> **EXTRACTED TEXT**:
┄┄┄┄┄┄┄┄┄┄

# The rain in spain



## lainsy (Sep 7, 2008)

hi ya all .. time is drawing close to our big huge move and we all got mixed emotions  ... just wonted to no how the weather is doing in murcia is it raining still and is it warm .. cheers guys just dont no what stuff to pack as for the essentials shorts or jeans n jumpers ..


----------



## Pasanada (Feb 5, 2008)

Rain is forecast for the next few days but that could change......pack some woolies as the nights are cool now. In the sun, it's still reaching 25c plus.

Good luck!


----------



## lainsy (Sep 7, 2008)

Pasanada said:


> Rain is forecast for the next few days but that could change......pack some woolies as the nights are cool now. In the sun, it's still reaching 25c plus.
> 
> Good luck!


hi passanda thanks for that hun


----------



## Pasanada (Feb 5, 2008)

Bring your brollies too...........no, forget that, the rain we've had here will ruin them! My water butt is now overflowing.......it's been a wild one today!!!


----------



## Stravinsky (Aug 12, 2007)

Up here in CB its been very bad, and a couple were killed up near Valencia in floods. We had a thunder storm last night that lasted 6 or 7 hours with the loudest thunder I have ever heard


----------



## Pasanada (Feb 5, 2008)

There were a British mother and her daughter killed in the floods yesterday, are you referring to them, Stravinsky?

It's still bad here, high winds and an all day threat by the big black clouds to dump more rain on us! Can't wait for it to pass!


----------



## SunnySpain (Jul 30, 2008)

Pasanada said:


> It's still bad here, high winds and an all day threat by the big black clouds to dump more rain on us! Can't wait for it to pass!


Its been lovely and sunny here, a perfect day for a bit of fly fishing - lol


----------



## lainsy (Sep 7, 2008)

hi guys o my lordy seems like the weather in england is better than spain at the mo . its been lovely here . hows the weather there now are you all still battling with the wind and rain .. im sorry to hear about the mother an daughter in the floods thats terrible .. heard it on the news today very sad ..


----------



## jojo (Sep 20, 2007)

lainsy said:


> hi guys o my lordy seems like the weather in england is better than spain at the mo . its been lovely here . hows the weather there now are you all still battling with the wind and rain .. im sorry to hear about the mother an daughter in the floods thats terrible .. heard it on the news today very sad ..

┄┄┄┄┄┄┄┄┄┄

> **ENTRIES SHOWN**:
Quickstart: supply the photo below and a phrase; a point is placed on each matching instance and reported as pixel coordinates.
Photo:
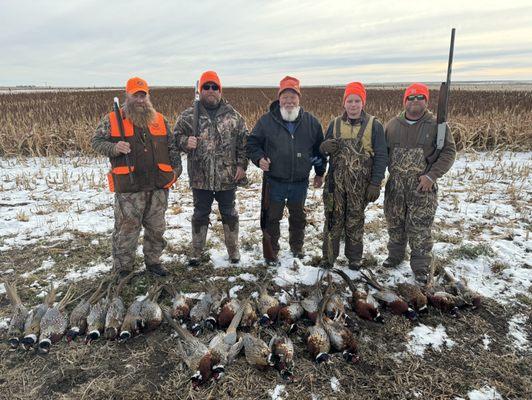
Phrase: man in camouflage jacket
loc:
(154, 164)
(411, 194)
(358, 156)
(216, 162)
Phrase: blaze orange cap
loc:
(416, 88)
(210, 76)
(289, 82)
(355, 88)
(136, 84)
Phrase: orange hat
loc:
(289, 82)
(136, 84)
(210, 76)
(355, 88)
(416, 88)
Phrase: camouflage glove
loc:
(373, 192)
(330, 146)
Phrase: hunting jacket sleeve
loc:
(173, 151)
(446, 158)
(319, 167)
(255, 143)
(243, 134)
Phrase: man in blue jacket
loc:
(285, 144)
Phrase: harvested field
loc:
(56, 221)
(58, 123)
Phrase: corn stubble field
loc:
(57, 124)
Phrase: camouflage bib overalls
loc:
(352, 166)
(409, 213)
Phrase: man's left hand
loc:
(425, 184)
(240, 174)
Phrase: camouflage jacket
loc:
(103, 144)
(399, 133)
(221, 147)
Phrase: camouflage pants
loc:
(132, 212)
(409, 215)
(348, 203)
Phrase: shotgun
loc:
(441, 118)
(118, 115)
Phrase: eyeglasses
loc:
(413, 97)
(212, 86)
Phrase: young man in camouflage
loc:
(155, 166)
(216, 162)
(285, 144)
(358, 157)
(411, 197)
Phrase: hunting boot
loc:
(296, 228)
(396, 254)
(275, 213)
(199, 237)
(353, 252)
(231, 238)
(156, 269)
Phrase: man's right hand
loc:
(192, 142)
(123, 147)
(264, 164)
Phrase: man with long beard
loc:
(285, 144)
(154, 165)
(411, 195)
(216, 163)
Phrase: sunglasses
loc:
(212, 86)
(413, 97)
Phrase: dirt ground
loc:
(148, 366)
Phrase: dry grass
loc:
(58, 123)
(148, 366)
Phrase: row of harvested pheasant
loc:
(330, 321)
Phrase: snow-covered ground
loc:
(482, 228)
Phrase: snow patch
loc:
(484, 393)
(517, 332)
(335, 384)
(277, 392)
(90, 272)
(424, 336)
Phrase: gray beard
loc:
(140, 116)
(290, 116)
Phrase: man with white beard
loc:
(285, 144)
(154, 165)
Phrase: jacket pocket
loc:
(165, 177)
(119, 179)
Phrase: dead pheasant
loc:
(32, 326)
(116, 311)
(362, 303)
(54, 323)
(18, 316)
(78, 316)
(395, 303)
(198, 357)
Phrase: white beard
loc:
(290, 116)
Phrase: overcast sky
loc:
(249, 42)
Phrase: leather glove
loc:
(330, 146)
(373, 192)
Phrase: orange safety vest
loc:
(149, 157)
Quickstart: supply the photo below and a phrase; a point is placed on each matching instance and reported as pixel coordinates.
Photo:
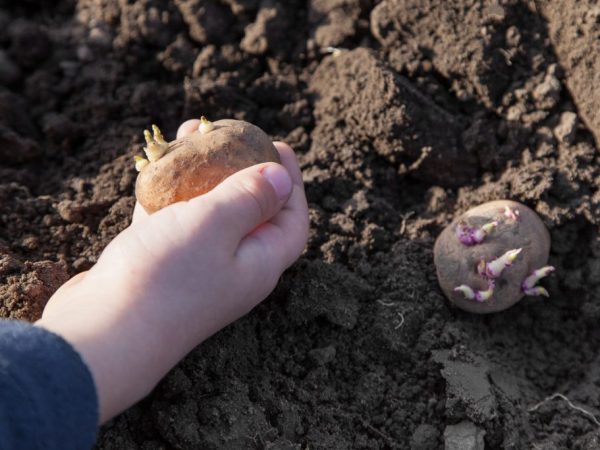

┄┄┄┄┄┄┄┄┄┄

> **CHALLENGES**:
- a) Answer these from the forum thread:
(i) What temperature does Pasanada say it still reaches in the sun?
(ii) What does Pasanada report is now overflowing?
(iii) How long did the thunderstorm Stravinsky describes last?
- b) Return the stretch of the forum thread from "# The rain in" through "n jumpers ..", copied word for word.
The listing is material apart from the forum thread.

> **PROBLEM SOLUTIONS**:
- a)
(i) 25c plus
(ii) Pasanada's water butt
(iii) 6 or 7 hours

- b)
# The rain in spain



## lainsy (Sep 7, 2008)

hi ya all .. time is drawing close to our big huge move and we all got mixed emotions  ... just wonted to no how the weather is doing in murcia is it raining still and is it warm .. cheers guys just dont no what stuff to pack as for the essentials shorts or jeans n jumpers ..